# Resqlure



## Spinnerblättchen (16. Mai 2012)

Abend. #h
Bin grad bei youtube auf den resqlure, einen "Köderretter" gestoßen. Ist jemand im Besitz von dem Ding und kann was dazu sagen ob das wirklich so gut funktioniert, wie in dem Video gezeigt? Ist zwar saumäßig teuer, aber wenn das echt so gut klappt, würde ich auf Dauer viel geld sparen. 

Hier noch der Link zu dem Video: http://www.youtube.com/watch?v=c0eKeB7o9oo&feature=related

Gruß Basti


----------



## MCK (16. Mai 2012)

*AW: Resqlure*

hi,
und was wenn der köderetter den hänger nicht lösen kann dann ist der auch noch weg... aber belehrt mich eines besseren 

mfg Moritz


----------



## pike-81 (17. Mai 2012)

*AW: Resqlure*

Moinsen!
Da kann man sich Besseres aus Karabiner und Ketten selber machen...
Petri


----------



## Ronny Kohlmann (17. Mai 2012)

*AW: Resqlure*

Für mich wäre der Köderretter nix, weil ich in eher flachen Gewässern angle und den steilen Winkel mit der Schnur in den wenigsten Fällen hinbekomme. Der Köderretter würde den Köder so in den seltensten Fällen erreichen.

Also eher etwas für Angler die vom Boot, oder wie die beiden Herren, in einem steil abfallenden Baggerloch fischen.

Ausgeklügelter als das Baumarkt-Kettenmodell finde ich den Köderretter aber allemal!


----------



## Flussbarsch1 (17. Mai 2012)

*AW: Resqlure*

Also ich habe vor mir den zu kaufen. Wenn man einen Hänger nicht lösen kann, kriegt man den ResQlure aber auf jeden Fall wieder. Ich finde das Teil genial. Natürlich gibt es günstigere Retter, aber dieser beschädigt den Köder nicht. Und wenn man pflegsam damit umgeht hat man den sein Leben lang. Also man muss sich entscheiden,ob mann jedes Jahr aufs neue 300 Euro für Wobbler undco ausgeben will, oder einmal 40 Euro. Ich habe mich schon entschieden.


----------



## Katteker (17. Mai 2012)

*AW: Resqlure*

Der hat doch das gleiche Problem wie ALLE anderen dieser Köderretter auch: Bei steilem Winkel der Schnur klappts gut, umso flacher der Winkel, desto schwieriger wird es den Retter überhaupt zum Köder zu bekommen. Wenn noch nennenswerte Strömung dazu kommt ists schnell ganz vorbei.

Guckt euch doch mal die Videos genau an, die Hänger sind immer direkt vor den Füßen, deshalb kommt der Retter auch so schön zum Köder.

IHRE AUFGABEN:
(A) Welchen einmaligen Betrag nennt der Text über den Resqlure als Alternative zu jährlichen Ausgaben für Wobbler und Co.?
(B) Geben Sie sämtliche Zeilen der Datensätze unverändert aus.
Die Datensätze haben mit dem Text nichts zu tun.

BEREITGESTELLTES MATERIAL:

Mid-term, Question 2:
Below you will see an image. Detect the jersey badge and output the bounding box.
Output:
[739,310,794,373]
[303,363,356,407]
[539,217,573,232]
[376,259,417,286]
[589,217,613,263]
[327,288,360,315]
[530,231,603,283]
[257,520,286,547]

LÖSUNGEN JE AUFGABE:
(A) 40 Euro.

(B)
Mid-term, Question 2:
Below you will see an image. Detect the jersey badge and output the bounding box.
Output:
[739,310,794,373]
[303,363,356,407]
[539,217,573,232]
[376,259,417,286]
[589,217,613,263]
[327,288,360,315]
[530,231,603,283]
[257,520,286,547]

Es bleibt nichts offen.